**RAW DATA**
>>>>>
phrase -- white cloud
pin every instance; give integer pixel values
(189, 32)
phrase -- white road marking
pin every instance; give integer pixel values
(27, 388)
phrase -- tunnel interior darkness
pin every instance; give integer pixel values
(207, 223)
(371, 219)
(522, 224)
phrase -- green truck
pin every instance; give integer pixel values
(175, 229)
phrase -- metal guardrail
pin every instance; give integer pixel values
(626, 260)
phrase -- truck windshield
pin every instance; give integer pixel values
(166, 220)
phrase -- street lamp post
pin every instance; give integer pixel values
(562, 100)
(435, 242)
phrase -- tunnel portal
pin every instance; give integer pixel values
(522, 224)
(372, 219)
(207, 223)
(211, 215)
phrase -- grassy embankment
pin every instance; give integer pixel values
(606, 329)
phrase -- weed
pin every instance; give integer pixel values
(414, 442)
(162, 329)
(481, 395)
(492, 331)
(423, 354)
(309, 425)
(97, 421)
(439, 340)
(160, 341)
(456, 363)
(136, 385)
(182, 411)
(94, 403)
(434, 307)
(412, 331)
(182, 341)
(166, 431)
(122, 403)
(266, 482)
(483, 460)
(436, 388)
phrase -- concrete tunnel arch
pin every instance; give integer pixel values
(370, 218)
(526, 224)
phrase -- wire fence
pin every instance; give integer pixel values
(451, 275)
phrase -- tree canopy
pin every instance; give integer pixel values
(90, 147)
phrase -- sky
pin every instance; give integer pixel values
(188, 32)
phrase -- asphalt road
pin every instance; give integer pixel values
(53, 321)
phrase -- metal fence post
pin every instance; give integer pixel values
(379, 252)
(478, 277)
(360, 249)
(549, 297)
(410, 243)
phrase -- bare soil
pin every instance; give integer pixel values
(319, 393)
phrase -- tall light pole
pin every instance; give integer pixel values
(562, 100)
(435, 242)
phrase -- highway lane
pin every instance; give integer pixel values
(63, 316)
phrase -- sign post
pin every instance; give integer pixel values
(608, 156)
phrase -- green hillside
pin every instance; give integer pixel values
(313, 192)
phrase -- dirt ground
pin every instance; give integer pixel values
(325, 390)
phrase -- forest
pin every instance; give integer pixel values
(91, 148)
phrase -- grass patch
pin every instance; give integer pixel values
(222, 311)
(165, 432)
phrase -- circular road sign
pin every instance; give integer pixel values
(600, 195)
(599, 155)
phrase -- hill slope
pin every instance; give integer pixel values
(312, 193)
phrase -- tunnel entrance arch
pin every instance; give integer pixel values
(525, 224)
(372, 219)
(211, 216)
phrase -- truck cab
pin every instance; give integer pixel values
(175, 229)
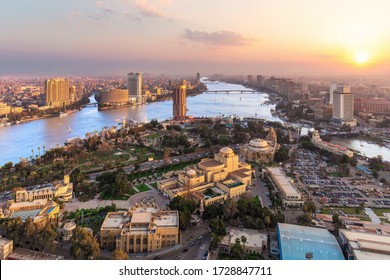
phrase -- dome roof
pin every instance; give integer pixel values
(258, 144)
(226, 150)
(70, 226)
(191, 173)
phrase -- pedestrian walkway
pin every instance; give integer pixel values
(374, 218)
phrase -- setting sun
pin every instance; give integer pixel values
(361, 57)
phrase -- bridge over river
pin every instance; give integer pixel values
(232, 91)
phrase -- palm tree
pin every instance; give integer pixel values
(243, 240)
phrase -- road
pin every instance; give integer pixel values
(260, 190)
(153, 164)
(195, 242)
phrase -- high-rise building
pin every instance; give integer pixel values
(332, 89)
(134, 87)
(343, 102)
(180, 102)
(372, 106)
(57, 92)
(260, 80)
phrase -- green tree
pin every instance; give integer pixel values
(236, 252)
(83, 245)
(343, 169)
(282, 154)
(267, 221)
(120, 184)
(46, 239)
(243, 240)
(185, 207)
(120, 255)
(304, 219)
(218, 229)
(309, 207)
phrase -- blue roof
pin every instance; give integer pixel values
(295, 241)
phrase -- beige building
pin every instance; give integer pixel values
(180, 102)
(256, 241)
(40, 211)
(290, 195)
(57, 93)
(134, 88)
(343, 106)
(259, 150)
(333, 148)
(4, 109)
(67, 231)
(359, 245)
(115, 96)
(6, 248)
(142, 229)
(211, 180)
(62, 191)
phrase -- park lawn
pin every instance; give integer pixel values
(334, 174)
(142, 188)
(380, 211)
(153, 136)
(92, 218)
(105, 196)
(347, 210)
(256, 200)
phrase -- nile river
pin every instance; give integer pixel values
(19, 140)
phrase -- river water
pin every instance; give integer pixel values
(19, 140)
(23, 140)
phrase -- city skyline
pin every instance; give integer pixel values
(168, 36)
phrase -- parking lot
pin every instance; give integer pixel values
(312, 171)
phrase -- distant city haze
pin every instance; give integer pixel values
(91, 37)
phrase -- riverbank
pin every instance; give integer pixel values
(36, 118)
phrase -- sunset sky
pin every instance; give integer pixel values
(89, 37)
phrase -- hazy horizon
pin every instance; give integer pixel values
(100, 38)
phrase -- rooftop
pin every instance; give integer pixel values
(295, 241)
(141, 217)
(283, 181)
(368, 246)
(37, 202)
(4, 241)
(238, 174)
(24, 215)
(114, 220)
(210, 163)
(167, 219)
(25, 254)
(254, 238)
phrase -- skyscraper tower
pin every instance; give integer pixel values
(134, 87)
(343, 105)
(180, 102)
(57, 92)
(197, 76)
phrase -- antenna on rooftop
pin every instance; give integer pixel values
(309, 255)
<<<<<
>>>>>
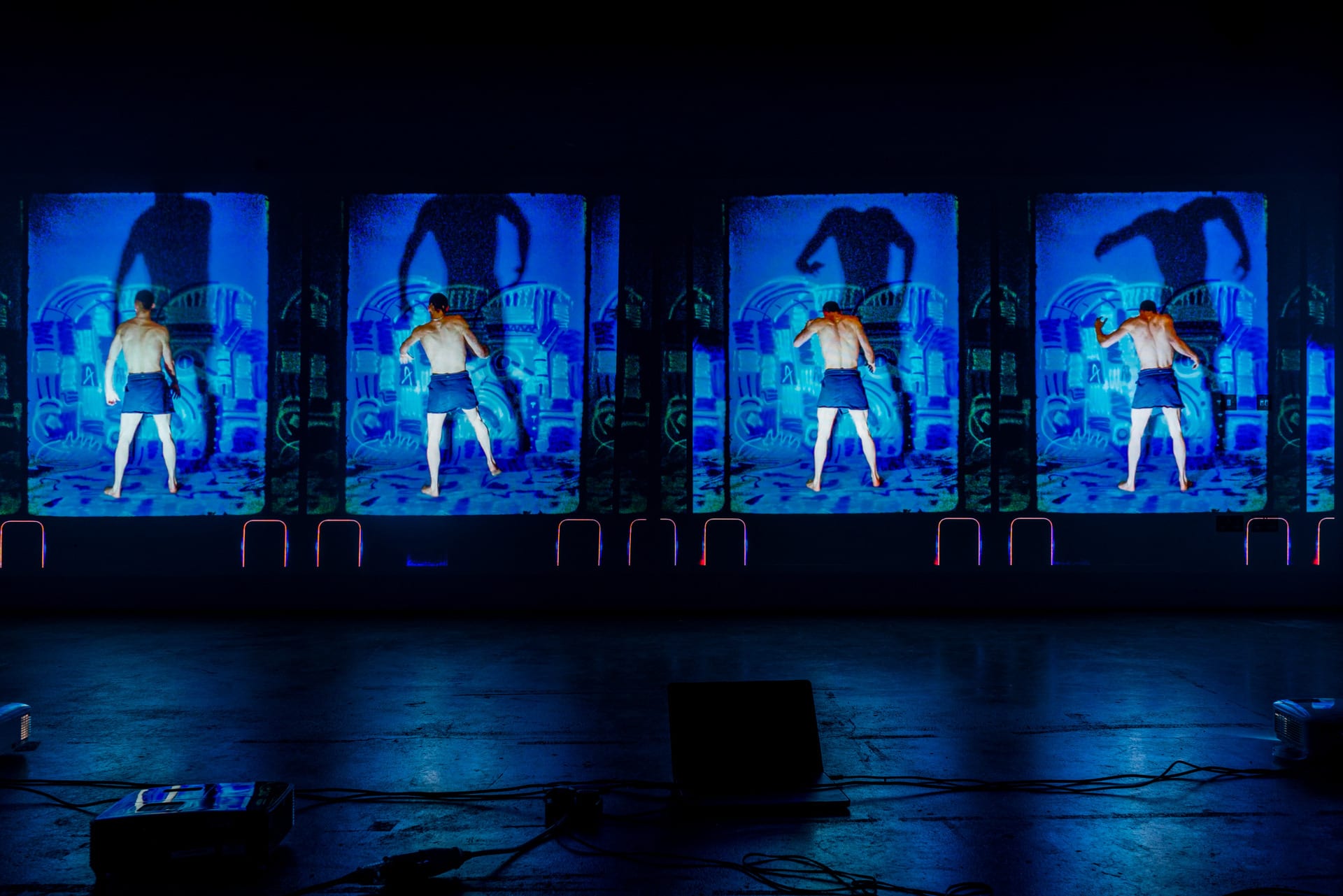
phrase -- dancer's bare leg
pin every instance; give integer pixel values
<<<<<
**CHALLENGE**
Pull out every line of the records above that contains the word "post", and copy each one unchanged.

**WRITTEN ANSWER**
phrase -- street lamp post
phrase -- metal fence post
phrase -- sign post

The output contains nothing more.